# Material for this task start

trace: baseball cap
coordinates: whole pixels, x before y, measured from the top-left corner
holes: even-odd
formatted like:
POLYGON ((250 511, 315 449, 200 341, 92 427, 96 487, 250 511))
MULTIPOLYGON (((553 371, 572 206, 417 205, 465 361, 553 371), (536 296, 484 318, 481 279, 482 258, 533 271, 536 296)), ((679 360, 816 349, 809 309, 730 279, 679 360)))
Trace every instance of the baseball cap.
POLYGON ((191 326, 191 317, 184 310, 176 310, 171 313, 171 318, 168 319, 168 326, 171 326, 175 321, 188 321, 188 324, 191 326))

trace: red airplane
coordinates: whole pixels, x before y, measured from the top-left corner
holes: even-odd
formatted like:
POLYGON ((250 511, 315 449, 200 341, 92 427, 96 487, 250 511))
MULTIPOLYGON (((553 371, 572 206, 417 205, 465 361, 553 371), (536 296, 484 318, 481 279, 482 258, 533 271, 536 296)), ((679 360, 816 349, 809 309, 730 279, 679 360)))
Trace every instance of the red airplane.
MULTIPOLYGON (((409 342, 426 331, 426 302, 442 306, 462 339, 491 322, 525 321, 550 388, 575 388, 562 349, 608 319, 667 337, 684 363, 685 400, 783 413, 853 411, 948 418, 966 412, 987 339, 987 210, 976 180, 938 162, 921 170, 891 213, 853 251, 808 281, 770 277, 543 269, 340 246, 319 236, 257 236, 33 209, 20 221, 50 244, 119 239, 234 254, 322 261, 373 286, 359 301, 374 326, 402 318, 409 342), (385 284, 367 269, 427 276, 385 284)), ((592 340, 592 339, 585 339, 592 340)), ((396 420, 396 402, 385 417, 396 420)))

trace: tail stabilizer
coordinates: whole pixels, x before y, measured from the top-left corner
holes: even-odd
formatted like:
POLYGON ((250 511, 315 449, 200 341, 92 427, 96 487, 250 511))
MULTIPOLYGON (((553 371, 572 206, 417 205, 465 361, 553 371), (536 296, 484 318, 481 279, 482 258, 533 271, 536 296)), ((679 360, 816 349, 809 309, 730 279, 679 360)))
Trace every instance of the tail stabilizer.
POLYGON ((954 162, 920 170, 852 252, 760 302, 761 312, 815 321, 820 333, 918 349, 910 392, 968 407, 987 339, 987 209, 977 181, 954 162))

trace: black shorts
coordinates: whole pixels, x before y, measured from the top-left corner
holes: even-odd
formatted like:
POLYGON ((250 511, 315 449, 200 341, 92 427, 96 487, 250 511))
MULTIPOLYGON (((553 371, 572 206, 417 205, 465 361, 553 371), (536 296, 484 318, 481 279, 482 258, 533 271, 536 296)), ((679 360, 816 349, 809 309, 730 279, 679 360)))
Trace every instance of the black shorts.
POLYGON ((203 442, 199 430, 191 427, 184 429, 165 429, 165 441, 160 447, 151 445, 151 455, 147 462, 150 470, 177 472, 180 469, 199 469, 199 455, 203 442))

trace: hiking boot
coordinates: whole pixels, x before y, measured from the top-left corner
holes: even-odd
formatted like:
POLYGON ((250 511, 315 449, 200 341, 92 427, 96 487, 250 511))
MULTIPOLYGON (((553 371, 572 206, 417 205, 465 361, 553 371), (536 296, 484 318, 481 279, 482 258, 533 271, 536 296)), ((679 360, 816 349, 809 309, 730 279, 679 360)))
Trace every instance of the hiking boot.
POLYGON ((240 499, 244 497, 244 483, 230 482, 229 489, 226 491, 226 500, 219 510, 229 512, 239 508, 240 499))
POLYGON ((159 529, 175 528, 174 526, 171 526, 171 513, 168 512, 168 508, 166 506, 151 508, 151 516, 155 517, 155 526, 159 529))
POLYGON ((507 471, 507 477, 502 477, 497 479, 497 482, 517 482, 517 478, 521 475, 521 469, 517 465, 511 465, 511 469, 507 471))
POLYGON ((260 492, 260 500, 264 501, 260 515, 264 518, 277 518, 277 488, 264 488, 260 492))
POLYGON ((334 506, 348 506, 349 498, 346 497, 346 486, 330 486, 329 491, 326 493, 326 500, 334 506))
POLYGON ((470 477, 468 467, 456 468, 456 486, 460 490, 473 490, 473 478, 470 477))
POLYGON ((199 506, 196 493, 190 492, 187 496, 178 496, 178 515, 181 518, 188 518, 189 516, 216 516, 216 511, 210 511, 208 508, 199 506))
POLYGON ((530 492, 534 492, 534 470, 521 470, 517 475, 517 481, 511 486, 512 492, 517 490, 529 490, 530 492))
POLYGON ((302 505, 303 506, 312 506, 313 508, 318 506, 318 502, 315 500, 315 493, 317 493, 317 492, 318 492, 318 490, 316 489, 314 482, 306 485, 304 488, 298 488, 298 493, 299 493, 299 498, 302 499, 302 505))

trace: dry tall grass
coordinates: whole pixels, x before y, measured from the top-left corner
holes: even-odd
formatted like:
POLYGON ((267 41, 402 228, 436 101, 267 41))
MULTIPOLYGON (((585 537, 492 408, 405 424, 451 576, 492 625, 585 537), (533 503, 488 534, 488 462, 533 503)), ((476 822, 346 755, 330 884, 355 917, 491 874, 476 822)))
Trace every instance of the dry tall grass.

# Material for this task end

## Your goal
Starting at the line that contains "trace: dry tall grass" and ending at the last line of the rows, give each line as a Markdown table with the columns Number and Line, leaving out blank lines.

## Answer in full
| Number | Line |
|---|---|
| 1 | trace: dry tall grass |
| 2 | coordinates: whole pixels, x before y, measured from the top-left corner |
| 3 | holes: even-odd |
| 4 | formatted like: |
| 5 | POLYGON ((267 41, 402 228, 436 101, 267 41)) |
| 6 | MULTIPOLYGON (((585 537, 492 408, 405 424, 451 576, 492 625, 585 537), (533 503, 488 534, 488 462, 533 503)), ((476 822, 346 755, 330 884, 355 917, 491 874, 476 822))) |
| 7 | Trace every instance of the dry tall grass. |